Copy the entries below, everything from the line containing "Tag the faceted" down to the line containing "top-left (295, 0), bottom-right (387, 247)", both ends included. Keep the requests and their reply formats unchanged, but multiply every coordinate in the answers by 1.45 and round each result to a whole number, rounding halves up.

[Start RECORD EXTRACTS]

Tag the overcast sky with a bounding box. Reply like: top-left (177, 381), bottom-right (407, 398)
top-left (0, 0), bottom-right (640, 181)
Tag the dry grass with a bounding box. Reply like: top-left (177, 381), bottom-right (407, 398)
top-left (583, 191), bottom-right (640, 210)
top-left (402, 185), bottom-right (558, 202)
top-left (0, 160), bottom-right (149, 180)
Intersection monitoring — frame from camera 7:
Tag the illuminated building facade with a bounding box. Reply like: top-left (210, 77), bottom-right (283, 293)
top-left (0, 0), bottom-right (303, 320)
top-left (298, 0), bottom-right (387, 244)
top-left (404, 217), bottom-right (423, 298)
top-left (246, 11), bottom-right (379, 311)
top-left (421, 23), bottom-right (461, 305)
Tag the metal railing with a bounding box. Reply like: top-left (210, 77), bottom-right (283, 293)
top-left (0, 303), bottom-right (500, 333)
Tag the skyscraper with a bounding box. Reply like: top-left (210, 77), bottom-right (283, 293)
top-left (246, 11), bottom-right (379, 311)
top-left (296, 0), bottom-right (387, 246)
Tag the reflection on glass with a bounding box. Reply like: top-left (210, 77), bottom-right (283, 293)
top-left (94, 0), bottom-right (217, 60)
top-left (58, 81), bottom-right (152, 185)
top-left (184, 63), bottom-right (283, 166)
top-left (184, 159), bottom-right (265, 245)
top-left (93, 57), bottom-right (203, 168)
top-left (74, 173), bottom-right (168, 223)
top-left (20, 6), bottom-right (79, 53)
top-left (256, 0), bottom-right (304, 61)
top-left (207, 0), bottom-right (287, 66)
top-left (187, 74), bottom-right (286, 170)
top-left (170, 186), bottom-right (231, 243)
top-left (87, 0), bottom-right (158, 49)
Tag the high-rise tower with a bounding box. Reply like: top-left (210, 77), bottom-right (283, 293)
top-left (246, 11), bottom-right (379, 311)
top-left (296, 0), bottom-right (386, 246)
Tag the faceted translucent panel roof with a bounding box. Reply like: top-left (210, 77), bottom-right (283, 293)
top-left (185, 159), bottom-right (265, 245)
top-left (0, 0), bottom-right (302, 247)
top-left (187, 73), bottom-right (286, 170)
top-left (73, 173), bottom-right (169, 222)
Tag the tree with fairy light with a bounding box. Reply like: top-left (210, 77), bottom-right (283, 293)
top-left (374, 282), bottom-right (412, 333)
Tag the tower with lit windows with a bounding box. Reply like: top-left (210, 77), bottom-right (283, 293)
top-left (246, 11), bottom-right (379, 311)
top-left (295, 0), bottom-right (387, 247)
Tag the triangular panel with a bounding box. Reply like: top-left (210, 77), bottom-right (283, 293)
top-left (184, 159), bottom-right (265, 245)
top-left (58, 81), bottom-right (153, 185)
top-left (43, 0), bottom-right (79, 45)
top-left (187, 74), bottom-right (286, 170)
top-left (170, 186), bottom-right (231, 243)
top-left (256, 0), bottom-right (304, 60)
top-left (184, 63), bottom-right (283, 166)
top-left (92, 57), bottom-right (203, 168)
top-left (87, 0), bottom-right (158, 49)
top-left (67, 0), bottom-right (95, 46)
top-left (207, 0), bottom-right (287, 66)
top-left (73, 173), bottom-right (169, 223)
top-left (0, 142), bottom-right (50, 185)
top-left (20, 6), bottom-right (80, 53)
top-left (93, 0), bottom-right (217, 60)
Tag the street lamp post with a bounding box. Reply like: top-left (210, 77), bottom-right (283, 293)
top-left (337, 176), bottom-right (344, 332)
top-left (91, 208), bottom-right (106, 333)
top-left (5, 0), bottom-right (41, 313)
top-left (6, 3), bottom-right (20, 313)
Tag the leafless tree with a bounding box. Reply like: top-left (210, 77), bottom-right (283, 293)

[End RECORD EXTRACTS]

> **WRITTEN REPLY**:
Tag the faceted translucent panel roof with a bounding box. Reply like: top-left (210, 77), bottom-right (283, 293)
top-left (268, 231), bottom-right (384, 355)
top-left (0, 0), bottom-right (438, 358)
top-left (271, 106), bottom-right (415, 247)
top-left (106, 251), bottom-right (245, 322)
Tag the tree with fairy light with a bounding box. Reply like: top-left (210, 77), bottom-right (283, 293)
top-left (542, 409), bottom-right (597, 483)
Tag the tower with lit windows with a bounding box. Reply like: top-left (210, 77), bottom-right (283, 293)
top-left (357, 16), bottom-right (550, 451)
top-left (428, 0), bottom-right (561, 358)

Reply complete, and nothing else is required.